== SHORT PROBLEM ==
Beginning with the line containing "the wooden table" and ending with the last line of the records, set down every line exactly.

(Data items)

○ ○ ○ ○

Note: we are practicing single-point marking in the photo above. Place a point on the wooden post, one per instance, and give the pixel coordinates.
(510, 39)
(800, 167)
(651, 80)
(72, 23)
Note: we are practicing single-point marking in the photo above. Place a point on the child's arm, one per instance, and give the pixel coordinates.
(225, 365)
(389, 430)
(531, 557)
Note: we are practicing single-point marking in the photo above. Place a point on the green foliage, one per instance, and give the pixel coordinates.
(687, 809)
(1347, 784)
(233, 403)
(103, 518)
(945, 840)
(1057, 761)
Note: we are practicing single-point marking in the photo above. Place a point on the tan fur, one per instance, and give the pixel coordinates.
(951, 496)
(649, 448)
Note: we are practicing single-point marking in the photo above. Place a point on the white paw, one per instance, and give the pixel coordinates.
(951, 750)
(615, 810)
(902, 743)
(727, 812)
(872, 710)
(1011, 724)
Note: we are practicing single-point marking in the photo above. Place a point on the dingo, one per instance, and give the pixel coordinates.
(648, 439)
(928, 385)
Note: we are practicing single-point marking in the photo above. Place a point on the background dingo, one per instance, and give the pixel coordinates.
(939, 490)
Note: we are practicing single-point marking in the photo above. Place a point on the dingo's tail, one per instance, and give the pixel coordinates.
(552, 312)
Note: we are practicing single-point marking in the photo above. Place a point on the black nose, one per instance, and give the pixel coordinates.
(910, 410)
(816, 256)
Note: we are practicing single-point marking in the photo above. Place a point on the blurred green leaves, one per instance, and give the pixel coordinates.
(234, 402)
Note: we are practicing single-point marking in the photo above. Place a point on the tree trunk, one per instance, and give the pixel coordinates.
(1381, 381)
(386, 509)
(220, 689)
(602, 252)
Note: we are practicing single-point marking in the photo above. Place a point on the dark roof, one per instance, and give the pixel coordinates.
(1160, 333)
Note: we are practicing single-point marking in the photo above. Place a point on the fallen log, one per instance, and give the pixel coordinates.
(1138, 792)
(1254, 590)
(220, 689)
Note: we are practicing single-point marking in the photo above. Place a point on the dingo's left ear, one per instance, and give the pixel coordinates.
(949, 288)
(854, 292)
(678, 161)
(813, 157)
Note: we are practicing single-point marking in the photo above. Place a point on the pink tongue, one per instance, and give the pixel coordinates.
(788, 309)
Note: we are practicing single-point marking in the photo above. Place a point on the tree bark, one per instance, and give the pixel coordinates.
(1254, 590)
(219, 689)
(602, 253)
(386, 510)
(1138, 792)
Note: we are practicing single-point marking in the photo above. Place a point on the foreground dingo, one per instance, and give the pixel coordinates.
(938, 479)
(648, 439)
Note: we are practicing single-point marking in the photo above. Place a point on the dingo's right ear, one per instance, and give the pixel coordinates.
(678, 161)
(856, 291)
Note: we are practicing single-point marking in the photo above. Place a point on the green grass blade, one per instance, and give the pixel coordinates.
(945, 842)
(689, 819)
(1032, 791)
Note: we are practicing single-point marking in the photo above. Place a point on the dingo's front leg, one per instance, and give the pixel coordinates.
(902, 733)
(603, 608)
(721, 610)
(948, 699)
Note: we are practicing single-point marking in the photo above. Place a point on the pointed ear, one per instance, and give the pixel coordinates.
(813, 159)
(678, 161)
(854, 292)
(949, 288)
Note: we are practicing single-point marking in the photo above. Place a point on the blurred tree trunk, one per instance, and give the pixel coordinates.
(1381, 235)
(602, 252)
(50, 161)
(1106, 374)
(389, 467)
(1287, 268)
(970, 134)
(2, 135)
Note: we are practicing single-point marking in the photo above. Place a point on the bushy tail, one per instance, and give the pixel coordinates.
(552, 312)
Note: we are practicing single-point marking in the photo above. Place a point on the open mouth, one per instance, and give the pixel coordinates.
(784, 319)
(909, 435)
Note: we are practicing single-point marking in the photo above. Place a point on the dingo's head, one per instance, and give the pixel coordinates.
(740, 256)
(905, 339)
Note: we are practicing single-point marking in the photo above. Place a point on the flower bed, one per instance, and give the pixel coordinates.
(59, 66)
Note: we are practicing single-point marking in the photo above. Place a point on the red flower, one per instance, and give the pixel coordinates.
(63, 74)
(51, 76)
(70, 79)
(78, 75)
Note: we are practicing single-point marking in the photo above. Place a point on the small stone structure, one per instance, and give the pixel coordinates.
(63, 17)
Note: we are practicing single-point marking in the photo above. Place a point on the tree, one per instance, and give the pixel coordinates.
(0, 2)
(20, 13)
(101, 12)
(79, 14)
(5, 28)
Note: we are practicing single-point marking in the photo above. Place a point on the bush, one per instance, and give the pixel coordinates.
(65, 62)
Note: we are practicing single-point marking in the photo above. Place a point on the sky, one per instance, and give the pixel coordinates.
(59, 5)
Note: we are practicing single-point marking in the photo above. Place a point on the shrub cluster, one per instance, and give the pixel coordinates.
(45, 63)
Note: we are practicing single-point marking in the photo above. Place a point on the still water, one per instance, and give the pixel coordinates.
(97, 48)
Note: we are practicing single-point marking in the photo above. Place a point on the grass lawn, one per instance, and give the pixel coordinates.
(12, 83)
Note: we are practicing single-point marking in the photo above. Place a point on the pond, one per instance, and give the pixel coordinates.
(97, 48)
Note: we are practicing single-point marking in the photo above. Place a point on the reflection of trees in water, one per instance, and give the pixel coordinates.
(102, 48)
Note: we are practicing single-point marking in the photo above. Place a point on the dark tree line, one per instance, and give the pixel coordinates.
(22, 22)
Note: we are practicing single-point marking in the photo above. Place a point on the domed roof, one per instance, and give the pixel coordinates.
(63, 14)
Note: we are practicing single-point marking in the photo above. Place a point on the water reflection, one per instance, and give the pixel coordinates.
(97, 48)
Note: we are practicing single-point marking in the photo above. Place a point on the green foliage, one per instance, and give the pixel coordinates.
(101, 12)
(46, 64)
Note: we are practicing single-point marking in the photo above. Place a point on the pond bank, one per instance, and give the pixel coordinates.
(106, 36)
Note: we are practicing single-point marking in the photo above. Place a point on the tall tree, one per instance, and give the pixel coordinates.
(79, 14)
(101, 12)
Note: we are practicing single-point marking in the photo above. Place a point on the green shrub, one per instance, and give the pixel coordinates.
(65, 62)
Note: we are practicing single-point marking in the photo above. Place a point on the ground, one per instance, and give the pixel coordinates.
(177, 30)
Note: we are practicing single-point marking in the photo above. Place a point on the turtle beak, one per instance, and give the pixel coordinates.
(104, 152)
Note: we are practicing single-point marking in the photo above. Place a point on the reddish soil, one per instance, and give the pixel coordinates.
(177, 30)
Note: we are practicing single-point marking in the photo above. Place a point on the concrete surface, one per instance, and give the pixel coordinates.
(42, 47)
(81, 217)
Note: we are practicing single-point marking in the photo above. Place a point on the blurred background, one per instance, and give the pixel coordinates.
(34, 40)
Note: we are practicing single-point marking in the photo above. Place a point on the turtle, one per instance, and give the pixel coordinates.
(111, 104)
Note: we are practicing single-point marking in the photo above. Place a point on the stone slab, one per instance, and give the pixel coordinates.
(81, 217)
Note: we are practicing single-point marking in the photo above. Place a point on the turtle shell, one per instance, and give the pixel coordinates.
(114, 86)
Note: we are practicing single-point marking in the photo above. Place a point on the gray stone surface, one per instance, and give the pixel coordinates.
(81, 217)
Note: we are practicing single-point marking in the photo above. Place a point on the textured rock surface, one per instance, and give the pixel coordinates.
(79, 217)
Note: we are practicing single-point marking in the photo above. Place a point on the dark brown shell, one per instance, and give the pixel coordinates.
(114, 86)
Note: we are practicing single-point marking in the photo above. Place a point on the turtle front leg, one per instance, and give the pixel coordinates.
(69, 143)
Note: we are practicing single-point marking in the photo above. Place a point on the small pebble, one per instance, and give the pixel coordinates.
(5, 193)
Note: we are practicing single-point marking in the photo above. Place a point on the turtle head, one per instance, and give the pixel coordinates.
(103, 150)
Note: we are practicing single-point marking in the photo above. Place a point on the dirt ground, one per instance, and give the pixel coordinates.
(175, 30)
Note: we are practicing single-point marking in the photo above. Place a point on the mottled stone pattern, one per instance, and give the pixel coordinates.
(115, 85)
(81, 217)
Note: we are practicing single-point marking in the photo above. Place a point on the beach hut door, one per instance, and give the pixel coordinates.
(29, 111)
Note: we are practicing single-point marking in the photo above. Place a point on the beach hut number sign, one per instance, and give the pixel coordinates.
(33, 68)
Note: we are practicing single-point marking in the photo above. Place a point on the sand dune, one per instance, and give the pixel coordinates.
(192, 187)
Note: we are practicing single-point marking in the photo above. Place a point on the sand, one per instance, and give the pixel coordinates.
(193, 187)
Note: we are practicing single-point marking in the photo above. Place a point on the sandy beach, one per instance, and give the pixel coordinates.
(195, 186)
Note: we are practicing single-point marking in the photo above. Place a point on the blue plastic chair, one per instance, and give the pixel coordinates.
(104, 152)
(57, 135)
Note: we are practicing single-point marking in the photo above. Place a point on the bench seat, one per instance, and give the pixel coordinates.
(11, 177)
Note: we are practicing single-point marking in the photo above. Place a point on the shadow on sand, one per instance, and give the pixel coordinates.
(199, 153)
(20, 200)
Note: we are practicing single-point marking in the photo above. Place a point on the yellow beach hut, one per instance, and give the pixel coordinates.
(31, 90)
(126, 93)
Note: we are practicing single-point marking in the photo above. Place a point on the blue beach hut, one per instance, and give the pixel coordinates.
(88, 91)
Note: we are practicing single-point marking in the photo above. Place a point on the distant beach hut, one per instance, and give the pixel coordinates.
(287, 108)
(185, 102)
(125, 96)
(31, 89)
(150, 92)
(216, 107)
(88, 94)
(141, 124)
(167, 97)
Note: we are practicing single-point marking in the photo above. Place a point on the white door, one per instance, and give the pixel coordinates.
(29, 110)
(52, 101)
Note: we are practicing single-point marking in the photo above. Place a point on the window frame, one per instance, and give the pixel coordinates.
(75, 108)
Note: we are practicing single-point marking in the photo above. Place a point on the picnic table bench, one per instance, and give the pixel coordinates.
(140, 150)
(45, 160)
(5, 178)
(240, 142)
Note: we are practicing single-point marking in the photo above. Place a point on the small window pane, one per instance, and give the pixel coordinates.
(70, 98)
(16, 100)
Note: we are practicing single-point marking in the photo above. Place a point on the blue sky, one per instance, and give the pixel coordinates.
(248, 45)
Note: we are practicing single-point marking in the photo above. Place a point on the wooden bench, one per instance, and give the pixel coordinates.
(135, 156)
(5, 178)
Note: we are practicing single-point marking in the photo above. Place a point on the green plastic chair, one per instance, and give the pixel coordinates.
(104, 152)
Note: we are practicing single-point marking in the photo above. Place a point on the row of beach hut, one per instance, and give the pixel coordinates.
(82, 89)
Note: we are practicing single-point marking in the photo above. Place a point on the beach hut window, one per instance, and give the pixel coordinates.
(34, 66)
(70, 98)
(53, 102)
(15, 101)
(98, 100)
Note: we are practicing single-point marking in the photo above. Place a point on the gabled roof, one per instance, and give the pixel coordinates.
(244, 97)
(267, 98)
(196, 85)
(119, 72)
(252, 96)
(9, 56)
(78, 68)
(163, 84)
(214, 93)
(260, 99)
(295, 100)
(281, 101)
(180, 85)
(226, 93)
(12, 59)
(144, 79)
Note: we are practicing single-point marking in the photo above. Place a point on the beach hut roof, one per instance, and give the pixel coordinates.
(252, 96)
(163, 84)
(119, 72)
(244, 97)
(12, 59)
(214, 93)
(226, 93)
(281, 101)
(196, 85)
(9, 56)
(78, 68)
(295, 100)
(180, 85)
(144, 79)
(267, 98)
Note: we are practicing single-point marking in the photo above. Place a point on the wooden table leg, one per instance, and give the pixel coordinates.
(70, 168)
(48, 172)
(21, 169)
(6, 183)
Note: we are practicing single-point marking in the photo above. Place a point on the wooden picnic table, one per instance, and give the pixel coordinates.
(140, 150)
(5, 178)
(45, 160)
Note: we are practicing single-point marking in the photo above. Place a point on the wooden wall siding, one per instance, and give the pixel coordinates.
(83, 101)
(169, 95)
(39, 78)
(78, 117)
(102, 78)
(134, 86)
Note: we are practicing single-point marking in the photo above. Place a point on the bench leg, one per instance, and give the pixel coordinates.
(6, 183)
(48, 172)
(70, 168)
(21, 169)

○ ○ ○ ○

== ANSWER TO THE EXERCISE ==
Note: we are practicing single-point marking in the photo above. Place a point on the wooden table leg, one per instance, and give the pixel coordinates.
(70, 168)
(48, 172)
(21, 169)
(6, 183)
Note: we are practicing single-point marking in the photo above. Place a point on the wooden picnic table, one per instance, and give the pixel coordinates.
(140, 150)
(5, 178)
(45, 160)
Note: we are practicing single-point marking in the photo above. Place a point on the wooden wall siding, one per instance, and give the pixel coordinates.
(83, 101)
(169, 95)
(39, 78)
(78, 117)
(102, 78)
(134, 86)
Note: we are practicing single-point marking in the photo above. Place a point on the bench leg, one per instance, and give the pixel coordinates.
(6, 183)
(48, 172)
(70, 168)
(21, 169)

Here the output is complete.